* Instructions for the task
Search the records below for the line containing "Shelf-audit tagging: put". Output that line and all later lines exactly; output nothing else.

*** Opening of Input for this task ***

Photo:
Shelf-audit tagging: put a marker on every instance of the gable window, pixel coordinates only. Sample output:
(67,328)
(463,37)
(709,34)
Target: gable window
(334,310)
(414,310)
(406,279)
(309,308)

*** Close of Input for this task ***

* Output
Shelf-audit tagging: put a marker on every instance of the gable window, pixel coordinates only. Sample output:
(67,328)
(463,37)
(709,34)
Target: gable window
(334,310)
(414,310)
(406,279)
(309,308)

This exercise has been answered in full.